* _Text shown_
-*-*-

Stand-alone fabfile for fabric?

Question

Is it possible to make the fabfile stand-alone?
I'm not very fond of running the external tool 'fab'. If I manage to get the fabfile standalone I can run the file from within the (Eclipse / Pydev) IDE, easily debug it, use project configurations and paths etc.
Why doesn't this work:

from fabric.api import run

def host_type():
    run('uname -s')

if __name__ == '__main__':
    host_type()    

Answer 1

I eventually found the solution (and it is really simple!).
In my fabfile, I added:

from fabric.main import main

if __name__ == '__main__':
    import sys
    sys.argv = ['fab', '-f', __file__, 'update_server']
    main()

I hope this helps people...

Answer 2

If I recall correctly, I couldn't get the Fabric API to do what I wanted either. I decided to abandon the extra layer entirely and use Paramiko (the underlying SSH library used by Fabric) directly:

import os
import paramiko

ssh = paramiko.SSHClient()
ssh.load_system_host_keys()

-*-*-

* _Task set_
A. Reproduce the fabfile thread word for word, starting with "I'm not very" and going on through "is really simple!).".
B. List every module named in an import statement in the code of the fabfile thread.
C. Carry on the fabfile thread from the point where it stops.
The rows have nothing to do with the fabfile thread.

-*-*-

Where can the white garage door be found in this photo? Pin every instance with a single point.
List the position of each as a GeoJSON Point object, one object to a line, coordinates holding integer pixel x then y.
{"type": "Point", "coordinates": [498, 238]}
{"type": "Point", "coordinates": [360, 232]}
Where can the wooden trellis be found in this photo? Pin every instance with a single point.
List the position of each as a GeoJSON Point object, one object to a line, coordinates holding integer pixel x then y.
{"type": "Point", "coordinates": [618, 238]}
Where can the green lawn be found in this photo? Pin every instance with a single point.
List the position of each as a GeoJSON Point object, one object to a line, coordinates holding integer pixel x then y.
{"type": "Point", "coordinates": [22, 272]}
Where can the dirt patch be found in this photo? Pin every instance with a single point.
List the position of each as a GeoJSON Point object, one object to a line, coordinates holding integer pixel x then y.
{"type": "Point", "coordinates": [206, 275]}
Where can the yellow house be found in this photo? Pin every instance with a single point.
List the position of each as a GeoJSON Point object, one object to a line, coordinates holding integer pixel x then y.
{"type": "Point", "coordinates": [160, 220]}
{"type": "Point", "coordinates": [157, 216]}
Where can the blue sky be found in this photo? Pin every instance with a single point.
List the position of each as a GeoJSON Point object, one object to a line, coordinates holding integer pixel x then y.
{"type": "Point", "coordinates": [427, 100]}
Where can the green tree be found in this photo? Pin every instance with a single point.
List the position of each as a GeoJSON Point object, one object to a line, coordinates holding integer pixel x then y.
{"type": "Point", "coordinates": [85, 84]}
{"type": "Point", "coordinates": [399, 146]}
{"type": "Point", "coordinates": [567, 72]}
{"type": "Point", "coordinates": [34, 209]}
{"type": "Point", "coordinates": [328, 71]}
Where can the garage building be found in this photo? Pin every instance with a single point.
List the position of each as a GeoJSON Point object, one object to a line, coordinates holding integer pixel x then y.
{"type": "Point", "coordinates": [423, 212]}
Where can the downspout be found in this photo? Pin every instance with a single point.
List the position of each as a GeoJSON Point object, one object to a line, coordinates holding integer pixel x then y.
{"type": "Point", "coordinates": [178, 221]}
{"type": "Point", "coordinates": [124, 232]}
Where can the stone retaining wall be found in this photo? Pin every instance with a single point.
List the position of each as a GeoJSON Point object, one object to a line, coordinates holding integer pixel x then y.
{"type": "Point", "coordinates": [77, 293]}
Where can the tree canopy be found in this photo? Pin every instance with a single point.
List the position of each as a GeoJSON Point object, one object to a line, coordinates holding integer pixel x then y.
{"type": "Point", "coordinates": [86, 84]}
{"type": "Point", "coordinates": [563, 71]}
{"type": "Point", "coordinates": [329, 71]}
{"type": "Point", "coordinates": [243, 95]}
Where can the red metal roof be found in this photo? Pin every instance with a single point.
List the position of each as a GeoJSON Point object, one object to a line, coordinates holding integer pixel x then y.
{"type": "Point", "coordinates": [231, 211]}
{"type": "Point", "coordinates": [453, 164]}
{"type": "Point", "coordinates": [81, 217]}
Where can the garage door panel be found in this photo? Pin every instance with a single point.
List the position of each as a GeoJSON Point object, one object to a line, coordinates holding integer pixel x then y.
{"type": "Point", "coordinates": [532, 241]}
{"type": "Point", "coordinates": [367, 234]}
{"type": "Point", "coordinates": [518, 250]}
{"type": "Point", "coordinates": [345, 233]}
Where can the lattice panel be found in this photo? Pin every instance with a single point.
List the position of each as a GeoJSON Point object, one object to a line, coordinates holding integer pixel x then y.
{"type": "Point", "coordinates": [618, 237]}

-*-*-

* _Answer list_
A.
I'm not very fond of running the external tool 'fab'. If I manage to get the fabfile standalone I can run the file from within the (Eclipse / Pydev) IDE, easily debug it, use project configurations and paths etc.
Why doesn't this work:

from fabric.api import run

def host_type():
    run('uname -s')

if __name__ == '__main__':
    host_type()    

Answer 1

I eventually found the solution (and it is really simple!).

B. fabric.api, fabric.main, sys, os, paramiko

C.
ssh.load_host_keys(os.path.expanduser('~/.ssh/known_hosts'))
ssh.set_missing_host_key_policy(paramiko.AutoAddPolicy())
ssh.connect('hostname.example.com', 22, 'username', 'password')
ssh.save_host_keys(os.path.expanduser('~/.ssh/known_hosts'))
stdin, stdout, stderr = ssh.exec_command('uname -s')
print stdout.read()

While there are a few more steps involved, doing it this way allows you to leverage the SSH layer directly, as opposed to using subprocess to spwan another Python instance, or figuring out the Fabric API. I have several projects, both web- and console- using Paramiko in this manner and I haven't had too much trouble.

Paramiko is extensively documented.